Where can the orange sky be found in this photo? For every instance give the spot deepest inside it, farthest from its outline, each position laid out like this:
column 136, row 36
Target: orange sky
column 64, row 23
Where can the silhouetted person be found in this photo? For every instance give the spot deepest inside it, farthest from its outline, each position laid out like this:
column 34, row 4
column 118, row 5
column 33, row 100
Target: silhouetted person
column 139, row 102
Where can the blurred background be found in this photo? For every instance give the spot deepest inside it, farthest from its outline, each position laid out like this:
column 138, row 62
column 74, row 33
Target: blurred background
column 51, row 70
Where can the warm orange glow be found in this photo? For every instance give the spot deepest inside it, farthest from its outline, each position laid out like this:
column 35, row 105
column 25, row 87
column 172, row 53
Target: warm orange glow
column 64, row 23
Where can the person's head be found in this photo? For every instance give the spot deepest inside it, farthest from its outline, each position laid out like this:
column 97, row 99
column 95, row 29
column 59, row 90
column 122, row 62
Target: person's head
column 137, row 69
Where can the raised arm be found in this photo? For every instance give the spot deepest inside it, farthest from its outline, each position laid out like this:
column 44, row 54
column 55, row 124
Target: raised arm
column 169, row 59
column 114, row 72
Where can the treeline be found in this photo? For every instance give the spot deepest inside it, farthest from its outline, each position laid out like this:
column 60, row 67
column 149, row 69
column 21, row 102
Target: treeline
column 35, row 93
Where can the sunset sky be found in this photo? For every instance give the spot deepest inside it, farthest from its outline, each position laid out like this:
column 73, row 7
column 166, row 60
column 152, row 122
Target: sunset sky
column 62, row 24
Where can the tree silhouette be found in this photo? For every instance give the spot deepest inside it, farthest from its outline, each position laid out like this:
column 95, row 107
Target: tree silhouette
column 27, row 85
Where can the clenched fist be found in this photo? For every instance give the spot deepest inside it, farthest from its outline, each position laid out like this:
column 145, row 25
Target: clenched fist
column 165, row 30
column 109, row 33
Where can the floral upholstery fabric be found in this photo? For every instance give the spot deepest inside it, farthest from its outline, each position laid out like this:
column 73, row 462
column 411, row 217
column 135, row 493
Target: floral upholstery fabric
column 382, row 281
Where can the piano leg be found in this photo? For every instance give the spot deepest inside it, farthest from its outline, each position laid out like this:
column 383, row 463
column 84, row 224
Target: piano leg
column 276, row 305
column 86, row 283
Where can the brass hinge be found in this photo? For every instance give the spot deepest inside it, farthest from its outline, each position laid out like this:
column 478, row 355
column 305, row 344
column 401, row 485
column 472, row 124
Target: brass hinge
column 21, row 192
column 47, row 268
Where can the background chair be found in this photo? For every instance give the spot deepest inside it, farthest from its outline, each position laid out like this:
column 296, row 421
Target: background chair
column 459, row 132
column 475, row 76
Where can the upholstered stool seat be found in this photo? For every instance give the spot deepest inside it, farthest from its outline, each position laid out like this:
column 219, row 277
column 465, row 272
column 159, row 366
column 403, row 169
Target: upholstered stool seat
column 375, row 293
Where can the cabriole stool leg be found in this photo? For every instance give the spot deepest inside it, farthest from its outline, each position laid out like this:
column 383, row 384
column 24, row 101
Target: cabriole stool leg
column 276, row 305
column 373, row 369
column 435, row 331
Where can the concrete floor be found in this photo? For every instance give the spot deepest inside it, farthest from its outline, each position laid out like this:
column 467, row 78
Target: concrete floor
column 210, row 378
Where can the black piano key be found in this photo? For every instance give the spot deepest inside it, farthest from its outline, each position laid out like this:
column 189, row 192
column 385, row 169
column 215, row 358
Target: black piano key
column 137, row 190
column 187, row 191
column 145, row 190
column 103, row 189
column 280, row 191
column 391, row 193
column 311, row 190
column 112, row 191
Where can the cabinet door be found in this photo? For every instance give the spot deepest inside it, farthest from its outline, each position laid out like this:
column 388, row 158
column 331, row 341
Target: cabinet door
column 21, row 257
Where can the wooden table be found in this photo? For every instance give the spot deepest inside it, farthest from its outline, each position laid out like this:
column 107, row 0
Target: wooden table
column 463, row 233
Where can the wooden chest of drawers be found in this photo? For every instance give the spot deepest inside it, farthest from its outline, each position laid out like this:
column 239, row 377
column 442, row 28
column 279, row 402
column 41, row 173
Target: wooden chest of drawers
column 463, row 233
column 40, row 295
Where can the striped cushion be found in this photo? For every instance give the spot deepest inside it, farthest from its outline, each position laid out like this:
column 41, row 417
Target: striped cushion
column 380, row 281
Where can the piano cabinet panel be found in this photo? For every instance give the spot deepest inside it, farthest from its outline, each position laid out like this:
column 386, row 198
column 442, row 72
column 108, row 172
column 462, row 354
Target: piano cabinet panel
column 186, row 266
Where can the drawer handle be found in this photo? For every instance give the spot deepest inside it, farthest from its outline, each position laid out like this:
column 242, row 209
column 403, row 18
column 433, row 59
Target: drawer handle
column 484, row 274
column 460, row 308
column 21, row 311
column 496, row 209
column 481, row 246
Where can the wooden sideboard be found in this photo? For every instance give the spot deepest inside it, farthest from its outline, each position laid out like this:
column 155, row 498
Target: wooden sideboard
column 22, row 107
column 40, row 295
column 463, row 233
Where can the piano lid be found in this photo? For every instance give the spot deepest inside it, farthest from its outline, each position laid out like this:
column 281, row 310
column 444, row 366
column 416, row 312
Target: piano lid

| Stated exercise |
Pull out the records verbatim from their first line through the line holding "column 35, row 93", inclusive.

| Full output |
Where can the orange sky be found in this photo? For every instance give the spot deepest inside it, farthest from its outline, each position laid out like this:
column 136, row 36
Target: orange sky
column 64, row 23
Where can the silhouetted person be found in this photo? For every instance give the spot deepest inside it, farthest from its outline, each position laid out like this:
column 34, row 4
column 118, row 5
column 33, row 100
Target: silhouetted person
column 139, row 102
Where can the blurred background be found in this photo? For every instance give the spot deepest inside it, farthest from its outline, each position laid out like this:
column 138, row 62
column 74, row 33
Target: blurred background
column 51, row 70
Where can the warm orange glow be found in this photo? For every instance give the spot deepest inside it, farthest from its outline, each position laid out like this:
column 35, row 105
column 25, row 87
column 172, row 53
Target: warm orange glow
column 64, row 23
Where can the person's head be found in this photo? For every instance give the spot deepest inside it, farthest from its outline, each position laid out like this:
column 97, row 99
column 95, row 29
column 59, row 90
column 122, row 62
Target: person's head
column 137, row 69
Where can the raised arm be found in this photo? For every instance give the spot deepest inside it, farthest from its outline, each position laid out like this:
column 44, row 54
column 55, row 124
Target: raised arm
column 169, row 59
column 114, row 72
Where can the treeline be found in this photo? For every instance give the spot deepest inside it, farthest from its outline, each position laid out like this:
column 60, row 67
column 149, row 69
column 21, row 102
Target: treeline
column 35, row 93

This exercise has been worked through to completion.